Data extracted from a collection
##########
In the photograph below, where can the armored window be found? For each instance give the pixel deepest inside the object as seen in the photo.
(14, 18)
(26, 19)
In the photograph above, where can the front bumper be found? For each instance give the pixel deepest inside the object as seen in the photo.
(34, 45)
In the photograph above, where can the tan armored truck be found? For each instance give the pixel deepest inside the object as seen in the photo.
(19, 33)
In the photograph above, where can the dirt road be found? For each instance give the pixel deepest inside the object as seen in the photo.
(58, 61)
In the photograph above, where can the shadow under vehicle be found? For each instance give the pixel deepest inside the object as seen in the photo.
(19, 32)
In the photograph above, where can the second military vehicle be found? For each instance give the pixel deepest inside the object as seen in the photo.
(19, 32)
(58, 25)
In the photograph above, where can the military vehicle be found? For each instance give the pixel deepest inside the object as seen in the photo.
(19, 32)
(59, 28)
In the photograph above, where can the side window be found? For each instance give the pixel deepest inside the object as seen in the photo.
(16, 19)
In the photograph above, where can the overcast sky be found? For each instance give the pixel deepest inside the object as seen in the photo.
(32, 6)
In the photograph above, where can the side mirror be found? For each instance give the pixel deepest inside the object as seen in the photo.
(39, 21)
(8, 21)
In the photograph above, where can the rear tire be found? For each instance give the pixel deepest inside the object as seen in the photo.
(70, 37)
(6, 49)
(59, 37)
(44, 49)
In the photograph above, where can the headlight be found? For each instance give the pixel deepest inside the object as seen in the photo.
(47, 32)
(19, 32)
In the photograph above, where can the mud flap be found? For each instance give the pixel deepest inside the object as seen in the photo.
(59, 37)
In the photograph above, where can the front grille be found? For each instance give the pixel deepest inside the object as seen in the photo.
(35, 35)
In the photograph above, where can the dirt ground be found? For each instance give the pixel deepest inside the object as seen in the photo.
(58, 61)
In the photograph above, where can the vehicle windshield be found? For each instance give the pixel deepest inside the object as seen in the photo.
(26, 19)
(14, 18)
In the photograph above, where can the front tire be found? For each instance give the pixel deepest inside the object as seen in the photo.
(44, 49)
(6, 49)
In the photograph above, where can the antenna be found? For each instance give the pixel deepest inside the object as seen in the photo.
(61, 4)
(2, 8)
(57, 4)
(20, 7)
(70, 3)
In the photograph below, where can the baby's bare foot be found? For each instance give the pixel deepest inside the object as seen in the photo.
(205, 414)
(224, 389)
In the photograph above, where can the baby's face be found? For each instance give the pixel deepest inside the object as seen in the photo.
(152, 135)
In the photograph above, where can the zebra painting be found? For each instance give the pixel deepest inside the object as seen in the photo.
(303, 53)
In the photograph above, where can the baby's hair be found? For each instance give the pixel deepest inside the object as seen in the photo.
##########
Duplicate these entries line for line, with no changes.

In the photograph below, where can the armored window be found? For each instance give the pixel deepest inside the object as seen in the photo.
(14, 18)
(26, 19)
In the photograph above, where can the front bumper be found? For each instance give the pixel deepest inside the object as seen in the photo.
(34, 45)
In the photograph above, where can the tan armored truck be found? For each instance give the pixel deepest inside the object as seen in the photo.
(19, 33)
In the photograph above, where can the dirt road be found? For each instance give the pixel deepest inside the object as seen in the photo.
(58, 61)
In the photograph above, where can the shadow under vehicle be found? For each instance give the pixel deepest inside the object as seen in the photo.
(19, 32)
In the photograph above, where can the second military vehicle be found? For each instance give the pixel deepest inside the object as seen in the photo.
(19, 32)
(58, 25)
In the photograph above, where can the military vehicle be found? For each instance give the pixel deepest inside the object as seen in the photo.
(19, 32)
(59, 28)
In the photograph above, where can the side window be found? For each instance give the pixel deepest inside the object as seen in the photo.
(16, 19)
In the photograph above, where can the overcast sky be found? For each instance give the pixel deepest inside the object as seen in the photo.
(32, 6)
In the photograph above, where can the side mirror be found? For each instance give the pixel deepest inside the object as seen in the photo.
(39, 21)
(8, 21)
In the photograph above, where can the rear tire be found? For each instance give the pixel deepest inside the object as seen in the photo.
(70, 37)
(6, 49)
(59, 37)
(44, 49)
In the photograph above, where can the headlight be found? For each instance give the pixel deepest inside the object as seen in the photo.
(47, 32)
(19, 32)
In the photograph above, where can the mud flap be found? For each instance give the pixel deepest inside the object as seen in the photo.
(59, 37)
In the photograph above, where can the front grille be found? For each instance give the pixel deepest inside the object as seen in the photo.
(35, 35)
In the photograph above, where can the dirt ground be found? For each instance give the pixel deepest inside the object as seen in the photo.
(58, 61)
In the photograph above, where can the vehicle windshield be found? For each instance give the pixel deepest inside the object as seen in the photo.
(26, 19)
(14, 18)
In the photograph above, where can the front tire be found? For each instance give the pixel deepest inside the object as seen in the photo.
(44, 49)
(6, 49)
In the photograph above, where can the antenna be found? For each instance give the pixel deepest inside the object as seen in the photo.
(61, 4)
(2, 8)
(57, 4)
(20, 7)
(70, 3)
In the photograph below, where can the baby's bare foot be found? For each instance give the pixel deepest inside the object as seen in the photo.
(205, 414)
(224, 389)
In the photograph above, where can the baby's face be found? For each instance give the pixel deepest inside the object as seen in the photo.
(152, 135)
In the photograph above, where can the zebra painting be found? For each instance give the pixel deepest inside the object as seen in the photo.
(303, 53)
In the photograph above, where can the baby's hair be found? For each instance give the pixel deepest inside the object as seen in the photo.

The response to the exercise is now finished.